Task instructions:
• A. List every court case named in the post on Supreme Court originalists.
• B. Transcribe the part of the post on Supreme Court originalists that begins at the words "Originalism has been" and stops after "into the debate.".

**** Text excerpt ****

Andrew Lanham on Supreme Court Originalists
Michael Ramsey
In The New Republic, Andrew Lanham: The Supreme Court’s Originalists Are Fundamentally Wrong About History. From the introduction:
In early July 1985, U.S. Attorney General Edwin Meese launched a legal revolution from the tony confines of the Sheraton Washington Hotel. Speaking to the American Bar Association, he argued that “far too many” Supreme Court decisions had devolved into mere “policy choices,” driven by the justices’ personal preferences, rather than following “constitutional principle.” In a fiery line that Meese skipped when he read the speech but that appeared prominently in the published version, he said the court’s turn to policymaking was most evident in “the radical egalitarianism and expansive civil libertarianism of the Warren Court.” The Warren court had, among other things, desegregated public schools in Brown v. Board, guaranteed equal voting rights in Reynolds v. Sims, and protected the right to contraception in Griswold v. Connecticut. Now, in 1985, Meese labeled the court’s “egalitarianism” a “threat” to the proper legal order.
Thirty years later, after Donald Trump appointed a conservative supermajority to the Supreme Court, originalism has come to rule us all. Through the court, originalism shapes our social, political, and economic systems, from global problems like climate change to national issues like voting rights to deeply personal questions like what kind of medical care a doctor can provide.
Originalism has been subjected to a variety of searching critiques. The most common focuses on the difficulty—or even the outright impossibility—of discovering what a constitutional clause might have meant centuries ago, based on a thin, fragmentary, sometimes puzzling, and often contradictory historical record. I’ve made the same point about the constitutional amendments passed after the Civil War. But that critique, though it’s quite compelling, is by now well-trodden ground. The historian Jonathan Gienapp’s new book, Against Constitutional Originalism: A Historical Critique, injects a fresh, powerful new argument against originalism into the debate.

**** Extracted data ****

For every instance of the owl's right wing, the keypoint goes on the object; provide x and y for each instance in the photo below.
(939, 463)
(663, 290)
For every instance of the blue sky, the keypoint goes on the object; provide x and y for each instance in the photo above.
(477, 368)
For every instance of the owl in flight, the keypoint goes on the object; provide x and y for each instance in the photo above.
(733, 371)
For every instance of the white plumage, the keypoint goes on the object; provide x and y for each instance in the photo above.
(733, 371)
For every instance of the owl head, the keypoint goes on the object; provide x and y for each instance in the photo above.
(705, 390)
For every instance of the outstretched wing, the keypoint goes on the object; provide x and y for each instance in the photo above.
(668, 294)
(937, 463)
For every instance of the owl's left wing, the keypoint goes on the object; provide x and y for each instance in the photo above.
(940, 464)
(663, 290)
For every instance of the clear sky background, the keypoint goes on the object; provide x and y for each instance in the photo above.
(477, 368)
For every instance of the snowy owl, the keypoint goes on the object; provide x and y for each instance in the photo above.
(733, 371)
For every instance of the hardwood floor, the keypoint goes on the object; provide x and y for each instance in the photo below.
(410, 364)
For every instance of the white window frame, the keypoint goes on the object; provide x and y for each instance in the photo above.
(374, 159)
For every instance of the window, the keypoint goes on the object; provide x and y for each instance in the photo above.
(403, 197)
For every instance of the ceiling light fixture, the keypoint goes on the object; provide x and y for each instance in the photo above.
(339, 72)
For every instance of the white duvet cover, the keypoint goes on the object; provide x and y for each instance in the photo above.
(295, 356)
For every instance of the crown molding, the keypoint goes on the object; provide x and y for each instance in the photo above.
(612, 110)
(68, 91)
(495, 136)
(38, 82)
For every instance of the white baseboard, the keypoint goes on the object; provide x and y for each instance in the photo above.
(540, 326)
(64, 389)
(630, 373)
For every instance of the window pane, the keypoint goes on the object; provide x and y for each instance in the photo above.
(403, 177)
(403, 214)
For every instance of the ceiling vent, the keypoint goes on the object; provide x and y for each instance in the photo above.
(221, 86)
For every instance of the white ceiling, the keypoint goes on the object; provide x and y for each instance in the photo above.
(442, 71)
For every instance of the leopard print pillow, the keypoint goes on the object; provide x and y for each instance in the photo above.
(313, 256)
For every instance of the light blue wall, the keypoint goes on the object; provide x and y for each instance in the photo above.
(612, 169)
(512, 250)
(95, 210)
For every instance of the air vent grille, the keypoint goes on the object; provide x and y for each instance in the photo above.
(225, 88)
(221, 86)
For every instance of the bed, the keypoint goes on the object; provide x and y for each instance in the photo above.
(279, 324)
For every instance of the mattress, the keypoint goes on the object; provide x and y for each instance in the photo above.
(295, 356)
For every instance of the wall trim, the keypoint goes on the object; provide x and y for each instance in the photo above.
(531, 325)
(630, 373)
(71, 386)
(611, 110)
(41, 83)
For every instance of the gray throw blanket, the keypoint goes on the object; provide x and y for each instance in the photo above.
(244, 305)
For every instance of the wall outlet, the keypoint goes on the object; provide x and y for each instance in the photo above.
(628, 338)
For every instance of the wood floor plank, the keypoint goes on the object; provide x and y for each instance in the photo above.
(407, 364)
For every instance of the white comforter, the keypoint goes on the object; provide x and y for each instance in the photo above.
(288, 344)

****

Answers by item number:
• A.
Brown v. Board
Reynolds v. Sims
Griswold v. Connecticut

• B.
Originalism has been subjected to a variety of searching critiques. The most common focuses on the difficulty—or even the outright impossibility—of discovering what a constitutional clause might have meant centuries ago, based on a thin, fragmentary, sometimes puzzling, and often contradictory historical record. I’ve made the same point about the constitutional amendments passed after the Civil War. But that critique, though it’s quite compelling, is by now well-trodden ground. The historian Jonathan Gienapp’s new book, Against Constitutional Originalism: A Historical Critique, injects a fresh, powerful new argument against originalism into the debate.